■ WORK ITEM ■
Find the line containing "Target: girl's arm" in the data below, then output that line and each one after it exactly, with nothing else.

::::::::

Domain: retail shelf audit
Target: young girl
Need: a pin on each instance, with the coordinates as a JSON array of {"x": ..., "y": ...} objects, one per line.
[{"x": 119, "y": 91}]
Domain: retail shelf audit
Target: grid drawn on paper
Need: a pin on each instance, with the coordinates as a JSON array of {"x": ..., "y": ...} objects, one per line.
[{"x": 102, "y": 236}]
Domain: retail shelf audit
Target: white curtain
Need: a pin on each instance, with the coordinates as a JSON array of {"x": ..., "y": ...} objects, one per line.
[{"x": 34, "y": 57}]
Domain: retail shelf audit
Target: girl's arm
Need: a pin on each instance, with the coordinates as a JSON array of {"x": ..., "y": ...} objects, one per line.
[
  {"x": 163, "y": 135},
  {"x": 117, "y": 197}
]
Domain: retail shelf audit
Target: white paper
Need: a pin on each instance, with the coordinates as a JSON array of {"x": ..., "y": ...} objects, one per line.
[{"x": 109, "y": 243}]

::::::::

■ WRITTEN SOLUTION ■
Target: girl's arm
Need: a pin on each instance, with the coordinates as a JSON array of {"x": ..., "y": ...} objects, one per line.
[
  {"x": 163, "y": 135},
  {"x": 117, "y": 197}
]
Domain: retail shelf audit
Target: white paper
Need: a pin on each instance, with the coordinates as a JSON array of {"x": ..., "y": ...} objects, one per line.
[{"x": 109, "y": 243}]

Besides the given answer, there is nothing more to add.